== Dataset extract ==

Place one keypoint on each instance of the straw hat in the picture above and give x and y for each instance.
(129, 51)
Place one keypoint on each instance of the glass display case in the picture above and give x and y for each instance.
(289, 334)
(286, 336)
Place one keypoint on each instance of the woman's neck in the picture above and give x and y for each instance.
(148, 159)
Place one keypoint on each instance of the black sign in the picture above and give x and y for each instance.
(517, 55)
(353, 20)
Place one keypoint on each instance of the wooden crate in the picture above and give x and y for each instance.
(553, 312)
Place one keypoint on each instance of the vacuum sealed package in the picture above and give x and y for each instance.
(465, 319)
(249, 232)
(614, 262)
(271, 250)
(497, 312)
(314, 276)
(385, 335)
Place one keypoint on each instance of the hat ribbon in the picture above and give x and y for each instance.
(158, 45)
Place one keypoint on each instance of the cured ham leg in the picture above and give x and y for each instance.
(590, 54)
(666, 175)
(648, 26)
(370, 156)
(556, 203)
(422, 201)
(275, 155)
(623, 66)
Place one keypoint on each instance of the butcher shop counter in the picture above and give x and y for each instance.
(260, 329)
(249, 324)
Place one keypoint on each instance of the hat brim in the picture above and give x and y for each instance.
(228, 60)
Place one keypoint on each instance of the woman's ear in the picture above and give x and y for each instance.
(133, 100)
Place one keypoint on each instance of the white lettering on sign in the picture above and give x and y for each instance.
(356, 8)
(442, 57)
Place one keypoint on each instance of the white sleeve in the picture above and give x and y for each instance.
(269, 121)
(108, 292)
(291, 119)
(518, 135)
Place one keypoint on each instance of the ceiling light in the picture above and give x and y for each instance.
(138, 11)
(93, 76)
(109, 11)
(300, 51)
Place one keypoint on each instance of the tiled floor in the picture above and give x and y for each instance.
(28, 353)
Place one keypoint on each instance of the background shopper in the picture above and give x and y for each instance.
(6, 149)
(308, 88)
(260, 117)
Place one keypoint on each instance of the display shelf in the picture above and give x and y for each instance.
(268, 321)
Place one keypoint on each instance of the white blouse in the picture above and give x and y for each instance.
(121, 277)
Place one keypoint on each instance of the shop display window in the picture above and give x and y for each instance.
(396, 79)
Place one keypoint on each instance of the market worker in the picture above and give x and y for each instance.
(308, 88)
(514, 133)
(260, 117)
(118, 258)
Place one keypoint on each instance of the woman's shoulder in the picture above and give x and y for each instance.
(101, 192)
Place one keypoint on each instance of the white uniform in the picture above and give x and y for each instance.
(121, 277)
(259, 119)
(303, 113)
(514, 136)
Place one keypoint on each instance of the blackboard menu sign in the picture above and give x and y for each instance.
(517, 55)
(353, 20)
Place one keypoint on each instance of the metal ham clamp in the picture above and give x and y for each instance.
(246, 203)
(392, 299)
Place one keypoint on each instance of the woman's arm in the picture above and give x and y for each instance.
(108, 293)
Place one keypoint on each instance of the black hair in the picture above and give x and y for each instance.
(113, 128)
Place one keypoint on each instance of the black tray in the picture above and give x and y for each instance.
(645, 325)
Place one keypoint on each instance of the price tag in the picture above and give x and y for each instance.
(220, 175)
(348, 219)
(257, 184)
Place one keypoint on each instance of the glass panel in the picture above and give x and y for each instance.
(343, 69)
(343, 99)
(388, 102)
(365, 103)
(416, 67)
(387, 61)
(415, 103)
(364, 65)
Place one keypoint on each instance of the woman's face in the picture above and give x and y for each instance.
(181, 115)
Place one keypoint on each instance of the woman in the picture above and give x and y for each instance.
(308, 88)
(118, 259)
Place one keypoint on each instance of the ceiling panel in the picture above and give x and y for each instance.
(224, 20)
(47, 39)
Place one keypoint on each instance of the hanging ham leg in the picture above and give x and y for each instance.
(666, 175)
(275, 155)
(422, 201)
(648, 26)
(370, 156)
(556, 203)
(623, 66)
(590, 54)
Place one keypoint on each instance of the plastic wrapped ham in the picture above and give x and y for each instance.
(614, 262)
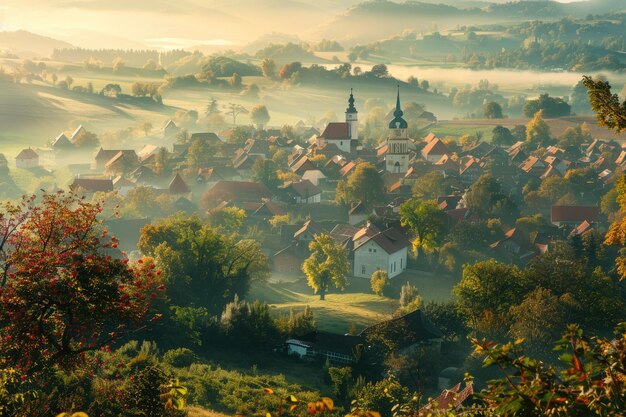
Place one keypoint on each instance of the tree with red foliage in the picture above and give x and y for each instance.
(63, 290)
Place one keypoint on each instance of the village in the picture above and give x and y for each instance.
(206, 172)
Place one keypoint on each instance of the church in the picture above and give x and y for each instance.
(344, 135)
(398, 143)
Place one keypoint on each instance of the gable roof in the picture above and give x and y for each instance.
(27, 154)
(238, 190)
(178, 185)
(61, 142)
(322, 342)
(435, 147)
(336, 130)
(304, 188)
(390, 240)
(308, 226)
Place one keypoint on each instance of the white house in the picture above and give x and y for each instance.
(374, 250)
(27, 159)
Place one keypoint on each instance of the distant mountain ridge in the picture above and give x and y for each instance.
(29, 45)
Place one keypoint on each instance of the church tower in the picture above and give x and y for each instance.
(352, 118)
(398, 142)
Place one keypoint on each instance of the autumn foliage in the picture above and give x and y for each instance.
(64, 287)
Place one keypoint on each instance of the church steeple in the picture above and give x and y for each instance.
(352, 118)
(351, 108)
(398, 122)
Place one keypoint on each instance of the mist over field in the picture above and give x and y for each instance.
(327, 208)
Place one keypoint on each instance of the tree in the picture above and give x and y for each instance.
(538, 132)
(260, 116)
(433, 185)
(539, 319)
(493, 110)
(485, 197)
(235, 110)
(502, 136)
(268, 68)
(327, 265)
(229, 219)
(486, 292)
(61, 291)
(235, 80)
(379, 281)
(111, 90)
(609, 111)
(265, 171)
(364, 184)
(426, 221)
(203, 267)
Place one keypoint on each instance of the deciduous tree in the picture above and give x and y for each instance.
(327, 265)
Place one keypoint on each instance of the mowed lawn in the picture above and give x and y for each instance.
(356, 307)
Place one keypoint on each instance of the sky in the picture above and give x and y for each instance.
(168, 23)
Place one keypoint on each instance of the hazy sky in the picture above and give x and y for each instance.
(179, 23)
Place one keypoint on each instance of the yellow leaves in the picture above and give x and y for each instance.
(323, 404)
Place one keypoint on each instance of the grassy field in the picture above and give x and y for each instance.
(356, 307)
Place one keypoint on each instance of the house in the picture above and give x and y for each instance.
(27, 159)
(434, 150)
(571, 216)
(178, 186)
(92, 185)
(303, 192)
(375, 250)
(77, 132)
(334, 347)
(61, 142)
(358, 213)
(515, 242)
(344, 135)
(238, 192)
(170, 129)
(122, 185)
(123, 162)
(314, 175)
(307, 232)
(289, 260)
(302, 165)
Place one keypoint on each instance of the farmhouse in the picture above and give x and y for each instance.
(375, 250)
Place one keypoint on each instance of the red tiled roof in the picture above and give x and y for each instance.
(178, 185)
(336, 130)
(575, 213)
(304, 189)
(435, 147)
(27, 154)
(92, 184)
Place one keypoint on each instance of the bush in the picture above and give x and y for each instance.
(180, 358)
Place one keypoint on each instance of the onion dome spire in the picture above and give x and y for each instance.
(351, 108)
(398, 122)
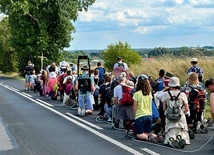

===

About this task -> Nothing but an exact copy of the data above, minus its pictures, should appear in the response.

Answer to the problem ->
Place one keypoint on each instance of the straw hat in the picture above and give x and y for each instance.
(129, 51)
Place one keypoint on each instance of the glass display case in the picture above and give x and y for each instance.
(289, 334)
(286, 336)
Place one keypoint on each instance of the woman's neck in the picture above and give x and y for each instance.
(148, 159)
Place one keypoint on each instance of the black sign in the picture above and give x and y for each instance.
(517, 55)
(353, 20)
Place one keypoint on each instance of the wooden crate in the picture above and give x and y for each instance.
(553, 312)
Place one keypoint on each instance of the vacuum sealed package in the picture above and give x and y for each instance.
(465, 319)
(249, 232)
(614, 262)
(271, 250)
(497, 312)
(314, 276)
(385, 335)
Place one keypoint on each instance of the hat ribbon in the picture above and give x and y for each instance.
(158, 45)
Place one keypoint on each instance of the cured ham leg in the picture above and give x and y for each instance.
(590, 54)
(666, 175)
(648, 26)
(370, 156)
(556, 203)
(422, 201)
(275, 155)
(623, 66)
Place one keypoint on each instance of the butcher shop counter in the picture above and give x and y for each instance.
(260, 329)
(249, 324)
Place one keypoint on each instance of the hat brim in the picture above and give x and y for each instance.
(228, 60)
Place one keypoint on each instance of the woman's ear in the picture above and give x and y for each instance.
(133, 100)
Place one keypoint on each instance of the white lettering on sign in the picture above and give x and y for each instance.
(356, 8)
(442, 57)
Place one keypoint on each instance of the white sleeve in the picture above and give x and y for each instance.
(269, 121)
(108, 292)
(291, 119)
(518, 135)
Place one keypoint on each instance of the ceiling light in the picture above and give x and y for each instance.
(138, 11)
(93, 76)
(109, 11)
(300, 51)
Place one keypoint on each instance of the tiled floor in the picture above and give x and y for each instance.
(28, 353)
Place one keypoint on each instance of the background shopper in the picture above and give x and y for each instance.
(6, 149)
(308, 88)
(260, 117)
Place one keypoint on each instance of the display shelf in the picture above and give x and y for each instance.
(268, 321)
Place one keypoint on each instance of the white blouse in the picture above and give x and y for each instance.
(121, 277)
Place one keypoint on each instance of the shop display window in the picture above and give x and y for each instance.
(396, 79)
Place one keypoint on each instance of the market worker in the picture above and give x and y for each instance.
(308, 88)
(514, 133)
(260, 117)
(118, 258)
Place one keypoint on each instance of the woman's shoulder in the picture above and give x and y for each instance.
(101, 192)
Place one keypoint on each instance of the white uniform in the picture above and give x and y for each instance.
(121, 277)
(259, 119)
(303, 113)
(514, 136)
Place one keypoint on each instance of the blackboard menu sign in the picture above and give x and y for each instance.
(517, 55)
(353, 20)
Place one keypoint on each instance of the metal ham clamp in the picture above and give x and y for each instance.
(246, 203)
(392, 299)
Place one keypoint on each instance of the woman's arm in the picture above and give x and y for each instance.
(108, 293)
Place one keypoint on each instance of the black hair in the picture above and give x and y for each instance.
(113, 128)
Place one keypoint on each instance of the black tray in the picture above and give x and y for each instance.
(645, 325)
Place one keypoint on each instance of the price tag in the picture above and give x and y for each instance.
(220, 175)
(348, 219)
(257, 184)
Place one keypoint on each instance of the glass panel in the picture above and give x and y for each instance.
(343, 69)
(343, 99)
(388, 102)
(365, 103)
(416, 67)
(387, 61)
(415, 103)
(364, 65)
Place one keypoint on each instance of the woman's face in the picture above and give x and y for each instance.
(181, 115)
Place one keypoint on each instance of the woman in the picture above and give x and y for each instance.
(308, 88)
(118, 259)
Place one keypoint on each instance of the ceiling panel in the picture above and give x and y for each instance.
(224, 20)
(47, 39)
Place one keypoint on each instance of the hanging ham leg in the picture above and give x and y for each instance.
(666, 175)
(275, 155)
(422, 201)
(648, 26)
(370, 156)
(556, 203)
(623, 66)
(590, 54)
Place one keypoint on each instance of the plastic wrapped ham in the picture above and give x and y for each instance.
(614, 262)
Place one keypoint on each instance of the tree with red foliage in the picture above and give x and y for each instance.
(63, 290)
Place one keypoint on each instance of the village in the picture above and give x and y for each instance.
(206, 172)
Place one keypoint on each instance of the church in the picture above and give x and y for each instance.
(344, 135)
(398, 143)
Place one keypoint on each instance of the gable roof in the picture above and give x and y for each instance.
(27, 154)
(238, 190)
(178, 185)
(61, 142)
(322, 342)
(435, 147)
(336, 130)
(304, 188)
(390, 240)
(308, 226)
Place one keypoint on each instance of the white house in the picture above and give x and y for each instance.
(374, 250)
(27, 159)
Place one keypoint on each instance of the distant mountain ridge in the picture above and give x and y for each instance.
(29, 45)
Place one keypoint on each instance of the church tower in the picture above and give x and y for each instance.
(352, 118)
(398, 142)
Place one keypoint on each instance of the autumn foliage in the picture above and give x and y for each instance.
(64, 287)
Place one keypoint on each instance of the church steeple in the picture above and give x and y for each instance.
(352, 118)
(351, 108)
(398, 122)
Place one keypoint on each instance of the mist over field in the picture above and give x and y for each instance.
(327, 208)
Place one keypoint on each instance of the tree in the picture above and give x and y for each instance.
(538, 132)
(260, 116)
(433, 185)
(539, 319)
(493, 110)
(485, 197)
(235, 110)
(502, 136)
(268, 68)
(327, 265)
(229, 219)
(486, 292)
(61, 291)
(235, 80)
(379, 281)
(111, 90)
(609, 111)
(265, 171)
(364, 184)
(426, 221)
(203, 267)
Place one keypoint on each instance of the deciduous tree in the picture above and give x and y for each instance.
(327, 265)
Place one keypoint on each instance of the mowed lawn in the picture above and give x and y for each instance.
(356, 307)
Place one keypoint on each instance of the sky in the picture above and give x and y for each instance.
(168, 23)
Place one keypoint on each instance of the hazy sky in the picture above and give x and y for each instance.
(179, 23)
Place one keypoint on each instance of the yellow leaves in the picture above and give x and y for each instance.
(323, 404)
Place one keypoint on each instance of the grassy field in the picture above and give x and y for each instance.
(356, 307)
Place one keypoint on each instance of the house in the picture above and give x and y for each instance.
(27, 159)
(434, 150)
(571, 216)
(178, 186)
(92, 185)
(303, 192)
(375, 250)
(77, 132)
(334, 347)
(61, 142)
(358, 213)
(515, 242)
(344, 135)
(238, 192)
(170, 129)
(122, 185)
(123, 162)
(314, 175)
(307, 232)
(289, 260)
(302, 165)
Place one keypoint on each instance of the farmhouse in the picture above and give x and y for each instance.
(375, 250)
Place one keypoint on each instance of the red tiled roof in the picture above and give x and y for each instance.
(178, 185)
(336, 130)
(575, 213)
(304, 189)
(435, 147)
(27, 154)
(92, 184)
Place one keypoint on each instance of the bush in the picture above and give x and y for each instance.
(180, 358)
Place one keypoint on each instance of the onion dome spire in the picture above and give x and y for each instance.
(351, 108)
(398, 122)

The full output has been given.